:: THE DATA ::

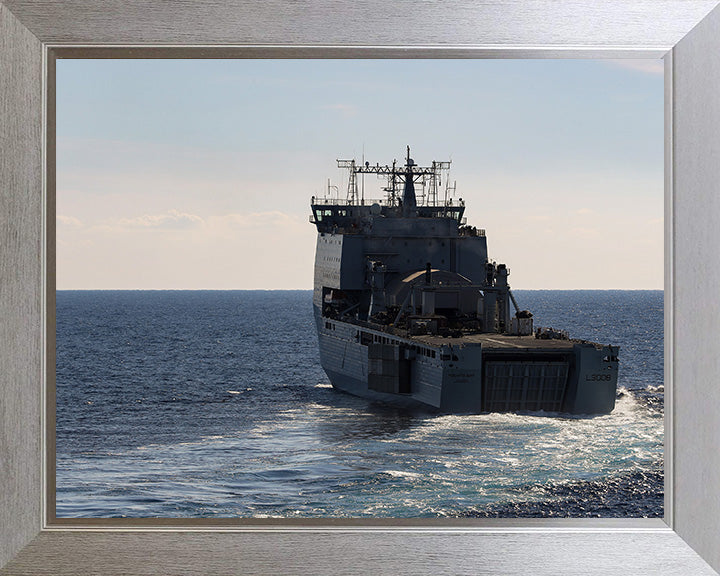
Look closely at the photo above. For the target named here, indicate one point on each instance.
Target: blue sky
(198, 173)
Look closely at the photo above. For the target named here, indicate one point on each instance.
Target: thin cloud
(172, 220)
(344, 109)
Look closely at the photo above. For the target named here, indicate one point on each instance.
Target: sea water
(214, 404)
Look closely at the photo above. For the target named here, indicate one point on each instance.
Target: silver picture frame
(686, 33)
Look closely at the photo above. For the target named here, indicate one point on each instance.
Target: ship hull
(467, 377)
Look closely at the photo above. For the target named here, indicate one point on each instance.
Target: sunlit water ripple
(197, 404)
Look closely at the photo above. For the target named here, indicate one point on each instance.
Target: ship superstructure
(411, 311)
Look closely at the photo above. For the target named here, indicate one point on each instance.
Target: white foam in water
(276, 441)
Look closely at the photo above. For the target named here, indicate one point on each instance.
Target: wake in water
(169, 407)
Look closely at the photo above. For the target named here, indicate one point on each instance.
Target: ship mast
(405, 176)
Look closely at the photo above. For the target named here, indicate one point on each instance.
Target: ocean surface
(214, 404)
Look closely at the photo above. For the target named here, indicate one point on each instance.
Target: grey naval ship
(411, 311)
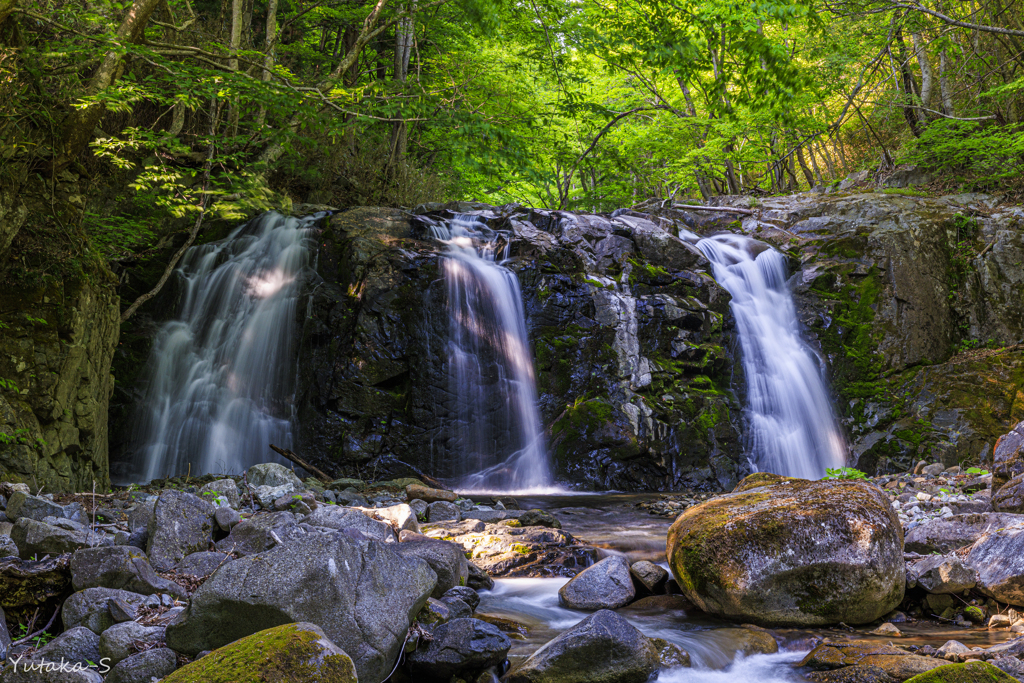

:::

• [TO BE DONE]: Reproduce all of the material above, requests included, shifting every point coordinate in the answers by adding 38 to each number, and leave the pictures out.

• [COMPLETE RESPONSE]:
Look closely at the photo above. For the target named here, indicate one point on each instance.
Target: blue sky
(236, 211)
Look closely at the photo above. For the target named here, indicate one point on each instance.
Target: thin cloud
(210, 258)
(382, 147)
Look closely at the photo above. For the target named here, indicate one point on each instance.
Target: sea water
(252, 442)
Look closely at the photo above. For the target named here, indicate one point on each instance.
Target: silver picture frame
(724, 71)
Look closely at the photo above. For the target named here, indicate one point on each instance.
Target: ship hull
(505, 415)
Look closely at the photo above. For the target named here, indicate one point on each instance.
Target: sunlit water ripple
(235, 442)
Look closely at the photo above. For the target named here, indicate one point on each instance.
Target: ship superstructure
(449, 349)
Look closely at the photo above. For the target named here, indicate one point on each instance.
Target: white foam in water
(314, 479)
Look closely at the photo above. For the target named here, indicate one point on each instance.
Target: wake in water
(207, 445)
Look closely at the photo above. For the target named here, indicate one point on each instance.
Target: ship mast
(443, 214)
Look closely at the photo above. For the target named here, indicate one point on each instance.
Target: ocean surface
(252, 442)
Look closely at the photo above. For the target named here, indicate one point on each instance.
Target: grey naval ship
(449, 349)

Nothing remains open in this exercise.